* START Task material *

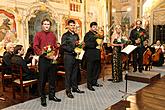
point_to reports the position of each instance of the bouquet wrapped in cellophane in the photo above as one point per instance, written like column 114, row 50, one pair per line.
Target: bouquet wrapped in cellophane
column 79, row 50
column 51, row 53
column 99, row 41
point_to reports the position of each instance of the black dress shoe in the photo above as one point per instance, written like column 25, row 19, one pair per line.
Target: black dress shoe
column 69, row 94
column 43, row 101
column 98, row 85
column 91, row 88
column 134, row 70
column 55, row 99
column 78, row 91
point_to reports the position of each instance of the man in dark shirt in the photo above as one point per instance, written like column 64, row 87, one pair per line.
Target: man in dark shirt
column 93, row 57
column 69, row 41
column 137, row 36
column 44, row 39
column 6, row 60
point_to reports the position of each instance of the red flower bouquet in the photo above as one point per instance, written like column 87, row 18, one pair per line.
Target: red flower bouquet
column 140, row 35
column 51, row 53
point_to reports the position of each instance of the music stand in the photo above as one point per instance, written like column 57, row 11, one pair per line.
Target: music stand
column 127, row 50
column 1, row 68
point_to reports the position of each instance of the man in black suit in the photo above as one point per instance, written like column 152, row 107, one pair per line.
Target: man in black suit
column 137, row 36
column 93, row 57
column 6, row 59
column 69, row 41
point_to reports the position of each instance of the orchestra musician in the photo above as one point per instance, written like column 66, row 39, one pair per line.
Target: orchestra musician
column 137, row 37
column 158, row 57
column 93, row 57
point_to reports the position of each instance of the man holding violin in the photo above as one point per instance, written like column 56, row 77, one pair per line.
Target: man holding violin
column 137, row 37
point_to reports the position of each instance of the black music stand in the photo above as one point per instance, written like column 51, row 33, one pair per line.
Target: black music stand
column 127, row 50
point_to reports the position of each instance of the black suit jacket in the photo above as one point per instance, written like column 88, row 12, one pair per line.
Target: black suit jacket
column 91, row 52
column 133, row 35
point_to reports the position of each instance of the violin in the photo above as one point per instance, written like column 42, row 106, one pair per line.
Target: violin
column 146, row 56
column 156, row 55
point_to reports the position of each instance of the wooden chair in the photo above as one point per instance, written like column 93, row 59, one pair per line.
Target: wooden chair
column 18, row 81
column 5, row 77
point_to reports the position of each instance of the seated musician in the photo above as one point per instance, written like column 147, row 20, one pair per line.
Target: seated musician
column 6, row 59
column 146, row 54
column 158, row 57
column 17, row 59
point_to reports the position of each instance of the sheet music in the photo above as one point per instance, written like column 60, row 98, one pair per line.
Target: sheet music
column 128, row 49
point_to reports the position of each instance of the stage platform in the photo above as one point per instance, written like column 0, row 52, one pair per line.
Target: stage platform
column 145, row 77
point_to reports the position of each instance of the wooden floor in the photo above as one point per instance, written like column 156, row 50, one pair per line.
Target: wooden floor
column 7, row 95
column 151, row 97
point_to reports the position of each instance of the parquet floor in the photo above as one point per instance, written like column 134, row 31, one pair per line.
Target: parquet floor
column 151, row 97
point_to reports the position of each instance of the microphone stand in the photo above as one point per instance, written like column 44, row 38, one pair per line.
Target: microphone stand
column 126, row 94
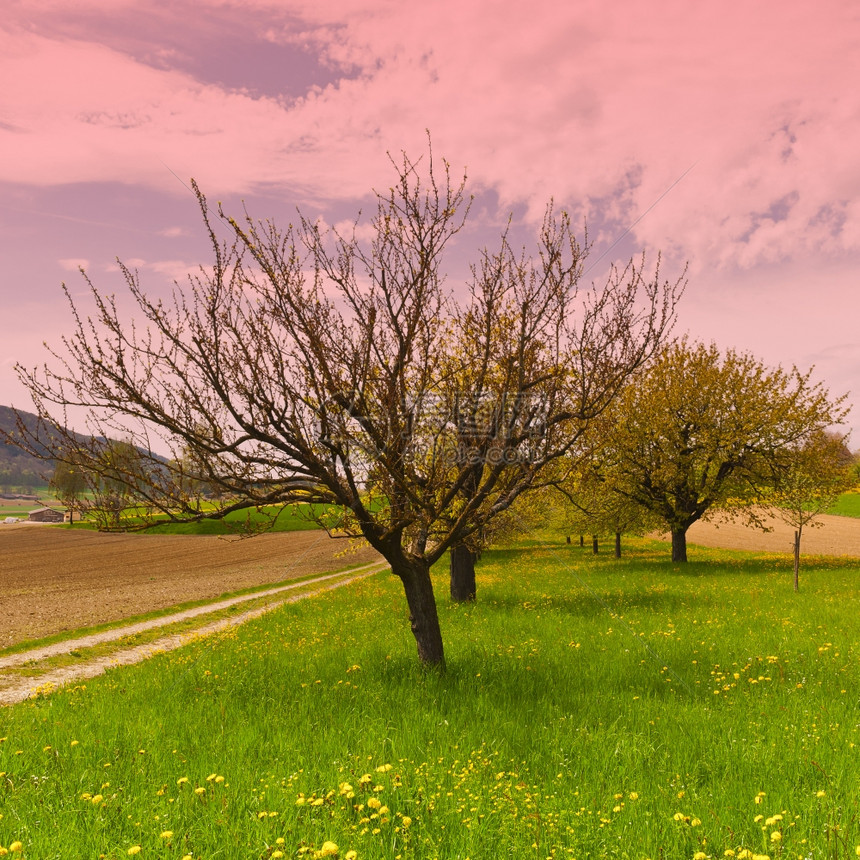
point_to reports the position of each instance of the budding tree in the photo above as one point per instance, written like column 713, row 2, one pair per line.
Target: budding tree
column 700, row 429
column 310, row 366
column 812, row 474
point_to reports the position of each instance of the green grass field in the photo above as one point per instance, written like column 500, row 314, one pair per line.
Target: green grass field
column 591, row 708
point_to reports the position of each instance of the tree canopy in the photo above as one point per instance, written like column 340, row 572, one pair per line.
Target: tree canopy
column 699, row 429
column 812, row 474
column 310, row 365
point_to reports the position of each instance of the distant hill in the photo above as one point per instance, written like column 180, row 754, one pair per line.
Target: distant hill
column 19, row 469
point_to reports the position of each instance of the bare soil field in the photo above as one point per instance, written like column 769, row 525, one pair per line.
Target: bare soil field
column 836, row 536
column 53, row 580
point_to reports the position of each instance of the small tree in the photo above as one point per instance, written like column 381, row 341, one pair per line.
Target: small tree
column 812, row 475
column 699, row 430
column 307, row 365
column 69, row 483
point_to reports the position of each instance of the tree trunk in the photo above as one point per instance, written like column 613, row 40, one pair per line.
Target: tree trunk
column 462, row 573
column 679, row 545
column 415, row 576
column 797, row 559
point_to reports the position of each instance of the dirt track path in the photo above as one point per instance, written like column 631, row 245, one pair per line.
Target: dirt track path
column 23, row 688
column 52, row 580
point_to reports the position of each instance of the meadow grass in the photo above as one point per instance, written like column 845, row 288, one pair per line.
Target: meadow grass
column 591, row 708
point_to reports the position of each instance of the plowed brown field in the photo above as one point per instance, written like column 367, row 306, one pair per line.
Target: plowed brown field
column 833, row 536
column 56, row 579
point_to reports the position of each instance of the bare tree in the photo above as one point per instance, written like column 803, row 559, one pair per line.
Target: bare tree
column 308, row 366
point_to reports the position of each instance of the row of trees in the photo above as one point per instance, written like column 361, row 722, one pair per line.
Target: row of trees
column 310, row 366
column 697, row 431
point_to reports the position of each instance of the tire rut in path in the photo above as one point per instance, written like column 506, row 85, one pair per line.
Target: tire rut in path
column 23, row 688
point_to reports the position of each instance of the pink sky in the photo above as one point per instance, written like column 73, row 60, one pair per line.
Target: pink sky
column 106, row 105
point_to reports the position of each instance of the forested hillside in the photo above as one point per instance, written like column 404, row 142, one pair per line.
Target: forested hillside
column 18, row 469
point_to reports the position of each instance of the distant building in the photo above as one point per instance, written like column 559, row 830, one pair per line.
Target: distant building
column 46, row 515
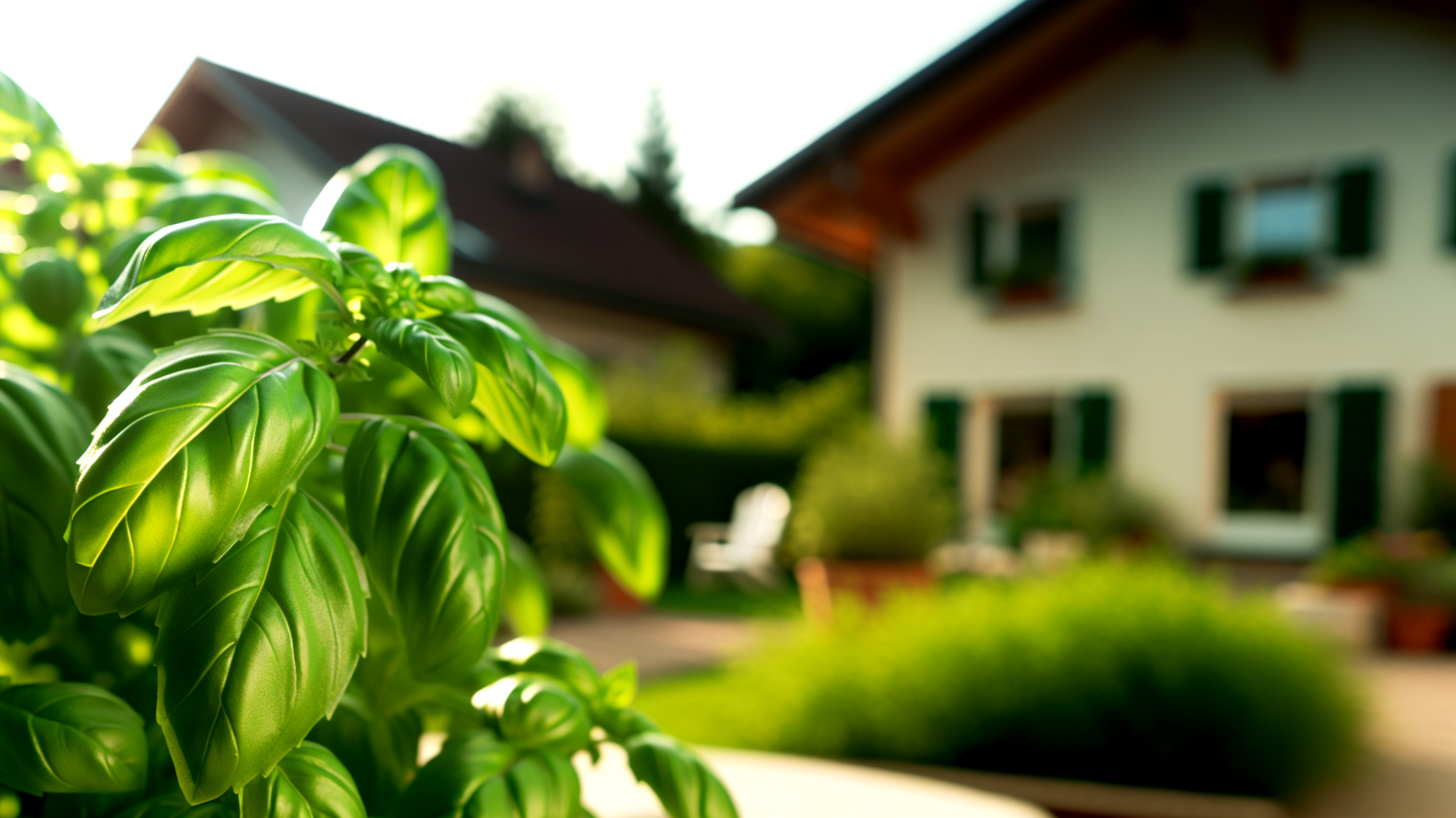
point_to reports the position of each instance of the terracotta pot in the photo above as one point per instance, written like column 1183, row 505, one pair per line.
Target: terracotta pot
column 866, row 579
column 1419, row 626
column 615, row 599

* END Task material *

■ **Problem statement**: In the records above, swap every "one point per instance" for "a single point for each instance" and change nothing else. Reproduce all the records with the pictures left out.

■ **Result**:
point_to reports the position of each instance of the bouquet wrapped in cellophane in the photo above as a single point for each instance, written like column 114, row 50, one pair per line.
Target: bouquet wrapped in cellophane
column 79, row 50
column 51, row 53
column 99, row 41
point_to reports the position of each instance of the black dress shoe in the photo above as a single point for each instance, written like column 25, row 19, one pair per line.
Target: black dress shoe
column 69, row 94
column 43, row 101
column 98, row 85
column 91, row 88
column 134, row 70
column 55, row 99
column 78, row 91
point_to reports the position of each instance of the man in dark shirt in the photo above as a single point for each instance, written like column 64, row 87, one pair per line.
Target: man in dark shirt
column 93, row 57
column 69, row 41
column 137, row 36
column 44, row 39
column 6, row 60
point_to reports the position of each instance of the red flower bouquet in the photo above as a single point for each instance, written like column 87, row 18, one pair per line.
Target: red flower bouquet
column 140, row 35
column 51, row 53
point_to reports the position of each instance of the music stand in the photo above as a single point for each instance, written like column 57, row 11, one pair per line.
Target: music stand
column 127, row 50
column 1, row 68
point_to reports the position of each instance of the man in black suit in the photo above as a single point for each instance, written like column 152, row 107, one pair per line.
Target: man in black suit
column 137, row 36
column 93, row 57
column 6, row 59
column 69, row 41
point_to reports the position of each instance of the orchestra musician in the photo above as a single point for each instance, written like column 66, row 39, one pair per line.
Target: orchestra musician
column 137, row 37
column 158, row 57
column 93, row 57
point_to reports the position of each instance of the man holding violin in the photo above as a single point for each instance, written like column 56, row 77, one pair per line.
Target: man holding violin
column 137, row 37
point_to reports the position of each instance of the black music stand in the photo above as a single point for each instance, written like column 51, row 33, one pair per line.
Target: black music stand
column 127, row 50
point_to reports the position of each instance of the black suit jacket in the photo above as a single point for each instance, written like column 88, row 12, one pair per line.
Target: black suit jacket
column 91, row 52
column 133, row 35
point_to reports the position of each instance of the violin in the photo above as a single point for each instance, written like column 42, row 106, one pair per line.
Target: violin
column 146, row 56
column 156, row 55
point_to reports the position of each instance of the wooden chair in the photo above as a single point for each instance, written like column 93, row 59, one pair per line.
Target: wooden chair
column 18, row 81
column 5, row 77
point_to reports the position of each instance of the seated musician in the photo above as a single point for each instance, written like column 147, row 20, one pair per line.
Target: seated musician
column 6, row 59
column 146, row 54
column 158, row 57
column 17, row 59
point_to reports the position of each instance of the sheet music in the photo above as a single point for each instance, written like column 60, row 98, one pair per line.
Target: sheet music
column 128, row 49
point_to reports the position of each instance of the stage platform in the photo above as a single point for each instance, written like column 0, row 52, one pair per line.
Target: stage platform
column 145, row 77
point_to reports the position of each instance of the wooden floor in the photo above as a single point for each instance, written like column 156, row 50, one pair per line.
Target: wooden floor
column 7, row 95
column 151, row 97
point_to reports the position of each instance of the parquet floor in the photo above as a single point for each instance, written like column 134, row 31, one pair per line.
Target: parquet floor
column 151, row 97
point_to reports the position of each instance of the microphone stand in the photo above as a single point for each instance, written like column 44, row 38, one pair per line.
Target: microphone stand
column 126, row 94
point_to reports the position of each instance of the budding tree in the photo above as a single point for each instance, written like column 713, row 2, one pair per line.
Target: budding tree
column 700, row 429
column 310, row 366
column 812, row 474
point_to reports the position of each instance of the green grass field in the photo above as a single point for each instance, written like column 500, row 314, one pair per line.
Target: green grass field
column 591, row 708
point_to reports the position of each instance of the tree canopy in the photo above as a single point for each instance, written like column 340, row 572, one pair per line.
Target: tree canopy
column 699, row 429
column 812, row 474
column 310, row 365
point_to reports the position of each instance of the distant hill in the photo above as a single point for each instance, written like column 180, row 754, one pair per line.
Target: distant hill
column 19, row 469
point_to reports the position of each instance of the bare soil field in the photo above as a single point for each instance, written like column 769, row 525, one pair per line.
Target: bare soil field
column 836, row 536
column 53, row 580
point_to reports the position of each instance of the small tree in the photo above as a single point for each instance, written like column 381, row 341, one pair per line.
Target: small tree
column 812, row 475
column 699, row 430
column 307, row 365
column 69, row 483
point_to reports the position of each instance of the tree trunk in the photo above as a single point for each instance, written like column 613, row 40, one pair per line.
Target: tree trunk
column 462, row 573
column 679, row 545
column 415, row 576
column 797, row 559
point_to reports the position of each instance of the dirt track path in the photo above as a single point for each instance, written like column 631, row 245, one pair per line.
Target: dirt track path
column 23, row 688
column 52, row 580
point_to reports the position of each instance of the meadow grass in the photo above as a single point for each instance, written like column 845, row 288, one pair per line.
Target: meadow grass
column 591, row 708
point_to reports the position of each instance of the plowed brown field in the photo above as a single point for each instance, written like column 367, row 306, one pair per line.
Target: plowed brown field
column 833, row 536
column 56, row 579
point_to reports the position of each instance of the bare tree in the photo above as a single point for each instance, written like column 803, row 559, one pair per line.
Target: bare tree
column 308, row 366
point_to reports the position of each instance of the row of trees in the photo above as a single point for each instance, written like column 361, row 722, one pair per line.
Target: row of trees
column 310, row 366
column 697, row 431
point_to reports the position of each instance of the tire rut in path in the photo above as a single point for each instance, written like column 506, row 85, one pair per line.
Target: tire rut in path
column 23, row 688
point_to reports the position of each instance of the pink sky in the photo above as a single point for each instance, written like column 73, row 60, one pair per line.
Target: pink sky
column 106, row 105
point_to reports the position of each instance of the forested hillside in the photo above as a single point for each instance, written like column 404, row 142, one pair per line.
Target: forested hillside
column 18, row 469
point_to reports the position of each instance of the distant building in the photo above as a single point for each instance, written like column 559, row 830, one pair per line.
Target: distant building
column 46, row 515
point_to reports the position of each instance of the terracotta pot in the photo above as a single point for each instance, written like column 1183, row 505, one pair per line.
Target: terracotta pot
column 866, row 579
column 1419, row 626
column 615, row 599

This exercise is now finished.